== Page text ==
* begin *

Hoarding is the equivalent to a decrease in the true money supply.  The Keynesian explanation for a recession is that people increase savings (S) and/or decrease borrowing (I) at the very same time, but that is impossible if S=I.  What really happens in a recession is that there is an increase in hoarding.  This hoarding is the amount of increased savings that are not lent to anyone.  It is simply money that is taken out of circulation by sewing it inside mattress stuffing or secretly burying it in a jar in the yard.  Usually when someone saves money, they lend it to a bank who lends it to businesses who invest it in building something useful.  But this virtuous cycle breaks down during a recession.  Some saved money ceases to be lent out.  It is hoarded instead and hoarded money might as well be burned into ashes for all the good it does anyone during the years it is being hoarded.  The hoarded money only becomes useful again if it is resurrected from whatever dark pit it had been sequestered in.

Unfortunately, it is impossible to measure the amount of money that individuals sequester in pits in their yard, but that is rarely a big problem.  Ordinary individuals only hoard cash in pits under conditions like the Great Depression when there was deflation and fear of bank failure.  Deflation makes the real value of cash rise and encourages people to hoard it and bank failures make people withdraw their cash from banks which they see as being less safe than a pit in the back yard.

So if the US isn’t having problems with people hoarding money in pits in their yards, where is the money been hoarded during this recession?  This is one of the great empirical flaws of Keynesian-monetarist theory.  We don’t have a way to measure hoarded money so we still say that savings equal borrowings (S=I).

* end *

== Given instruction ==
From the passage on hoarding and recessions, reproduce the wording between "So if the US" and "equal borrowings (S=I).", inclusive. The lines after this point play no part in what is asked here.

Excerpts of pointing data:
* begin *

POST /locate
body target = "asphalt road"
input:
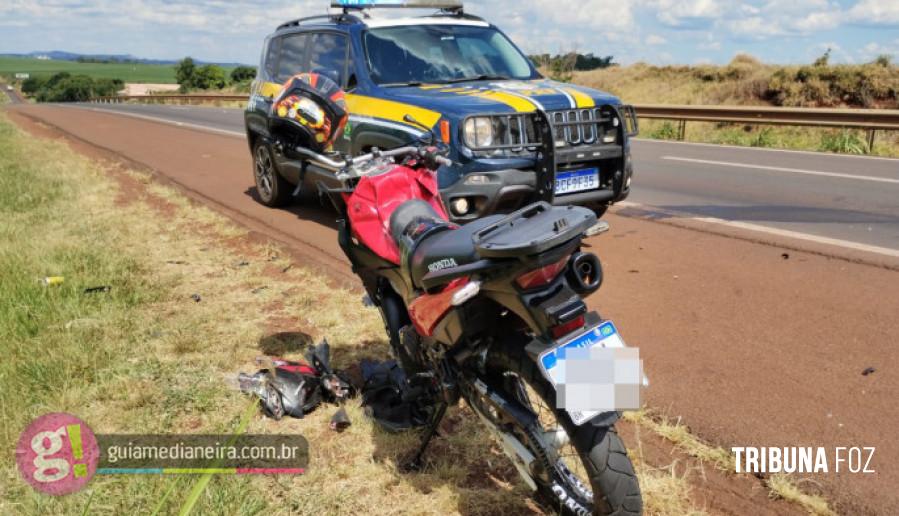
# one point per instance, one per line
(852, 200)
(746, 344)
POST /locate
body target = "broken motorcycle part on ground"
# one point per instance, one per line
(394, 403)
(296, 388)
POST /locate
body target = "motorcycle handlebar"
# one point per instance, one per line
(343, 165)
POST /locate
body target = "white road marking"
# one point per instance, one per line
(763, 149)
(847, 244)
(161, 120)
(785, 169)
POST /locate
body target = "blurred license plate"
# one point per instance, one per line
(577, 180)
(605, 335)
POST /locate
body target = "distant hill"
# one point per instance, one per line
(62, 55)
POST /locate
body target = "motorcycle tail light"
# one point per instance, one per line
(543, 275)
(568, 327)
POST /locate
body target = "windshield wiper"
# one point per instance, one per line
(400, 84)
(479, 78)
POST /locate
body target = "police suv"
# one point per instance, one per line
(513, 135)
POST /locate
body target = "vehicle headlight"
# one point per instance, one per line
(478, 132)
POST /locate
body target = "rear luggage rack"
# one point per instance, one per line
(531, 230)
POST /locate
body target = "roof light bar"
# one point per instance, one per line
(423, 4)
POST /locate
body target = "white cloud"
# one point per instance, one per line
(875, 12)
(687, 13)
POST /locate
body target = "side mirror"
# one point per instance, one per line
(330, 73)
(597, 229)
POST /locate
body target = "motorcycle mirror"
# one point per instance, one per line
(597, 229)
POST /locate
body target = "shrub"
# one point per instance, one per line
(64, 87)
(843, 142)
(243, 74)
(665, 131)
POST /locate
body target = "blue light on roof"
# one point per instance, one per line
(432, 4)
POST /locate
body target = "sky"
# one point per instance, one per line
(654, 31)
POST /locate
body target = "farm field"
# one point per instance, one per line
(128, 72)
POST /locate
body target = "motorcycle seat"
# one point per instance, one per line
(429, 243)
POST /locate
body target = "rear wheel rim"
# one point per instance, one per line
(265, 172)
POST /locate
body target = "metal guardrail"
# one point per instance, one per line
(871, 120)
(180, 98)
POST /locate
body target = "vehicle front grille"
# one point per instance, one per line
(582, 126)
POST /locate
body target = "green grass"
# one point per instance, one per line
(747, 82)
(143, 73)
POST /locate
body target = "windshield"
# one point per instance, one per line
(442, 53)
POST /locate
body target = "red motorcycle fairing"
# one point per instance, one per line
(427, 310)
(375, 198)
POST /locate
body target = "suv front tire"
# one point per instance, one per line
(272, 189)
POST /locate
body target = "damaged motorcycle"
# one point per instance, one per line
(473, 311)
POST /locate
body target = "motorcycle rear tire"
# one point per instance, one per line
(603, 454)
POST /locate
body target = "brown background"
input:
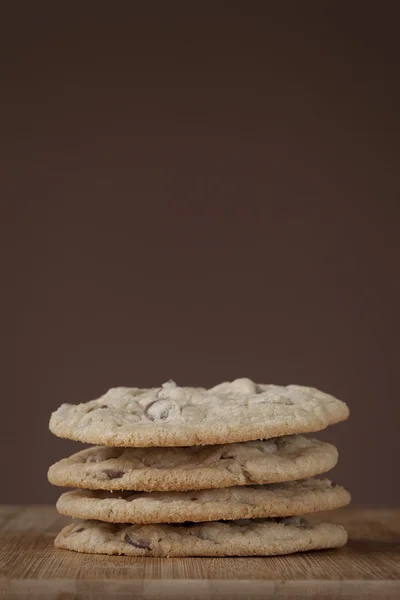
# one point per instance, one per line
(200, 197)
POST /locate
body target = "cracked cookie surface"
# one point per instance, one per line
(247, 502)
(199, 467)
(236, 538)
(170, 415)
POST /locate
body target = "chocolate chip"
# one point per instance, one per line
(143, 544)
(114, 473)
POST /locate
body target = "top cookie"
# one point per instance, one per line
(170, 415)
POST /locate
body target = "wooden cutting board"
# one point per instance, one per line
(30, 567)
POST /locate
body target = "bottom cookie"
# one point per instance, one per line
(258, 537)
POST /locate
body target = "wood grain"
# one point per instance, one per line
(30, 567)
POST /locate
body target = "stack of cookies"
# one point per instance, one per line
(186, 471)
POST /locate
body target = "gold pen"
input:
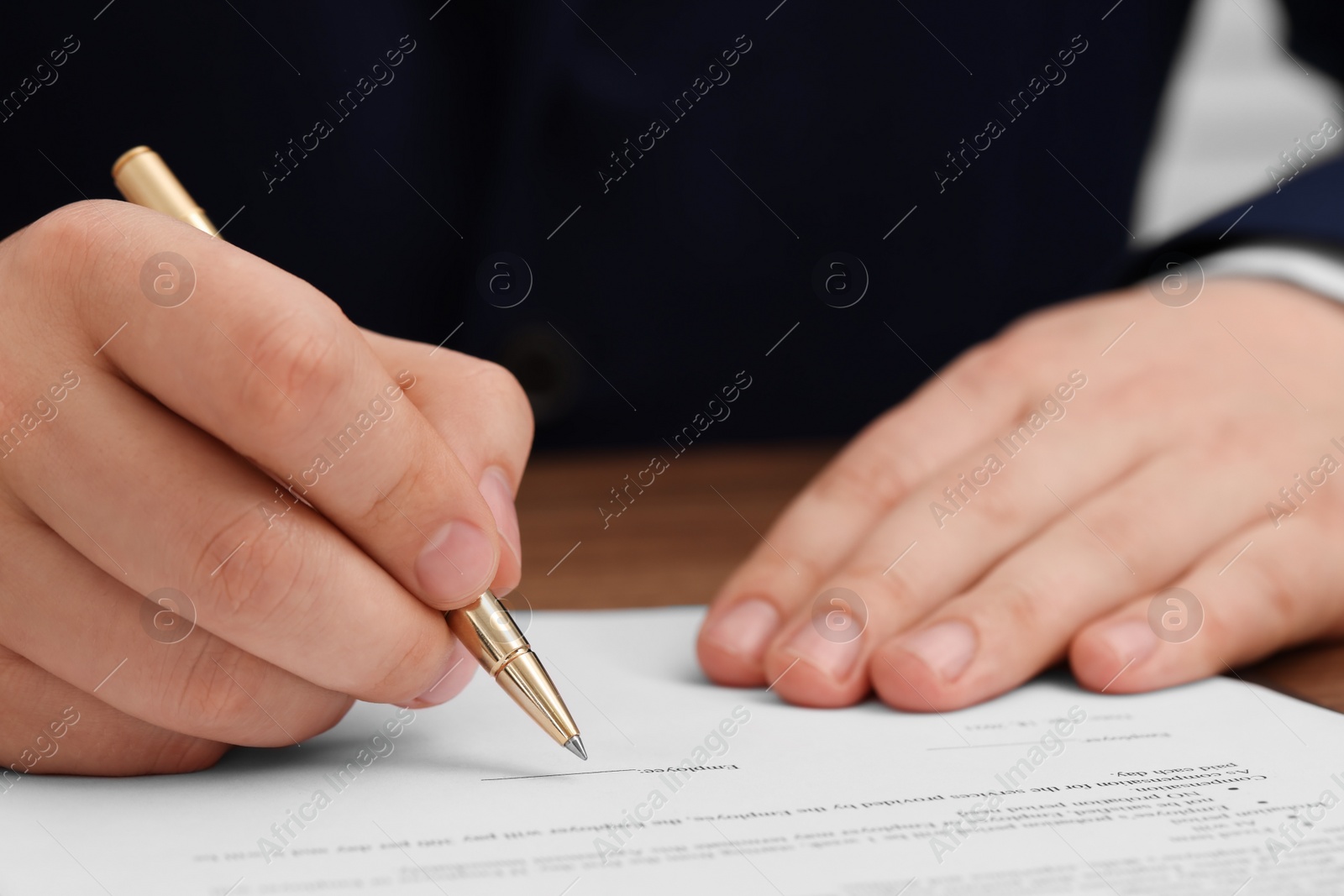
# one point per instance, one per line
(486, 626)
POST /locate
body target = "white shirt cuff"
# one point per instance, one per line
(1317, 269)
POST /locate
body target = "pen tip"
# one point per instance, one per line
(575, 746)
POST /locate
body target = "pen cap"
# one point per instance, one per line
(488, 631)
(144, 179)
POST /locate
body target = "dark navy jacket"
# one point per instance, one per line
(632, 204)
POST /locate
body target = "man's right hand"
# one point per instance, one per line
(145, 422)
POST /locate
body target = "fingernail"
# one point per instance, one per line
(1131, 641)
(745, 629)
(454, 676)
(499, 497)
(833, 658)
(945, 647)
(459, 562)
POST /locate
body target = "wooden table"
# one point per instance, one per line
(679, 539)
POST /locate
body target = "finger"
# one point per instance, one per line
(1258, 591)
(1021, 617)
(958, 526)
(481, 411)
(269, 365)
(155, 503)
(837, 511)
(77, 622)
(53, 728)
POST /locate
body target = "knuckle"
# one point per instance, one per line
(233, 696)
(506, 396)
(296, 359)
(259, 575)
(874, 474)
(1025, 604)
(62, 251)
(213, 698)
(407, 669)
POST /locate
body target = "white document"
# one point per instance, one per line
(1216, 788)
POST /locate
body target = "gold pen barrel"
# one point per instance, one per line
(144, 179)
(486, 627)
(495, 640)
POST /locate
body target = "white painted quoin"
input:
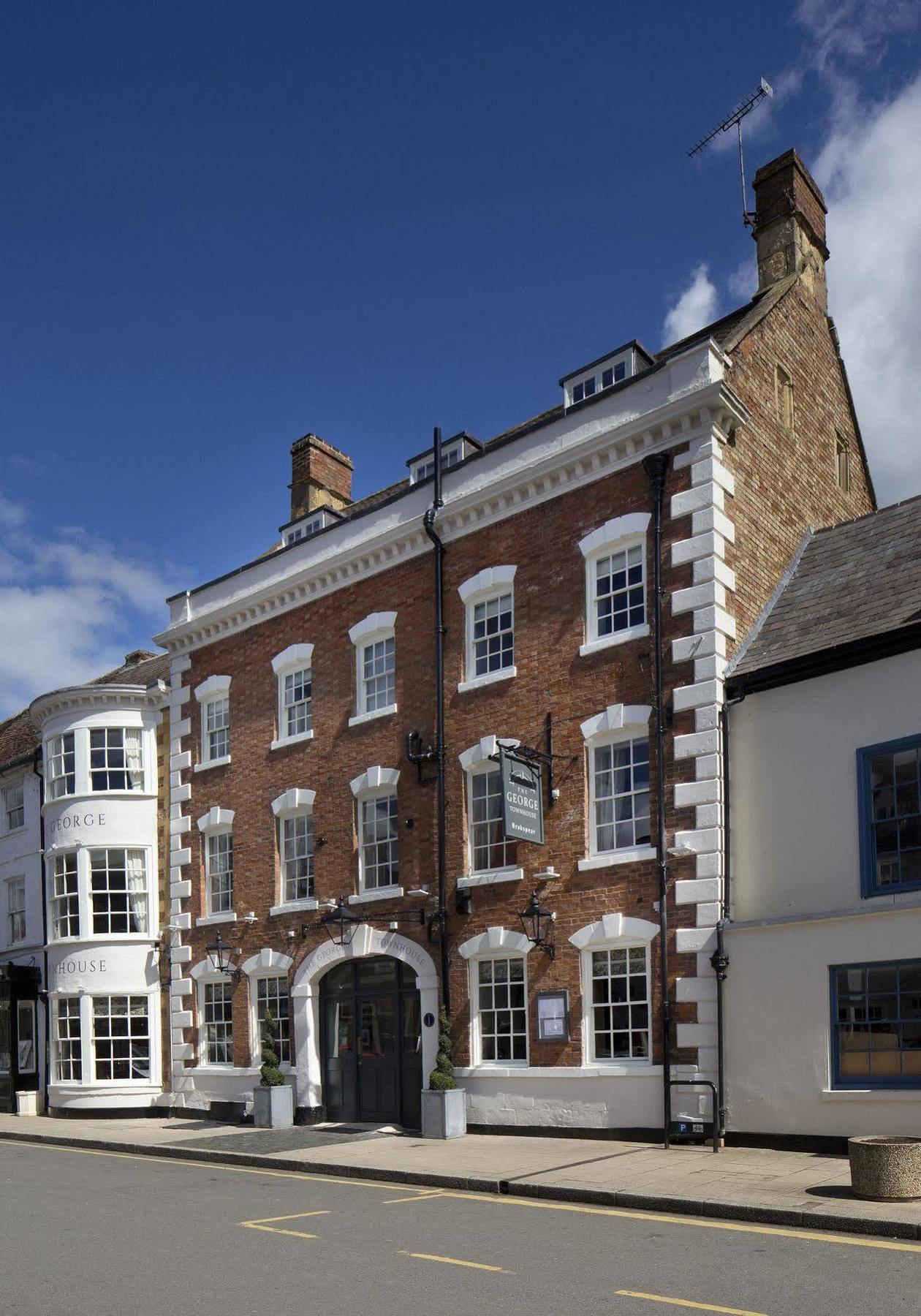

* end *

== The response ==
So if the US isn’t having problems with people hoarding money in pits in their yards, where is the money been hoarded during this recession?  This is one of the great empirical flaws of Keynesian-monetarist theory.  We don’t have a way to measure hoarded money so we still say that savings equal borrowings (S=I).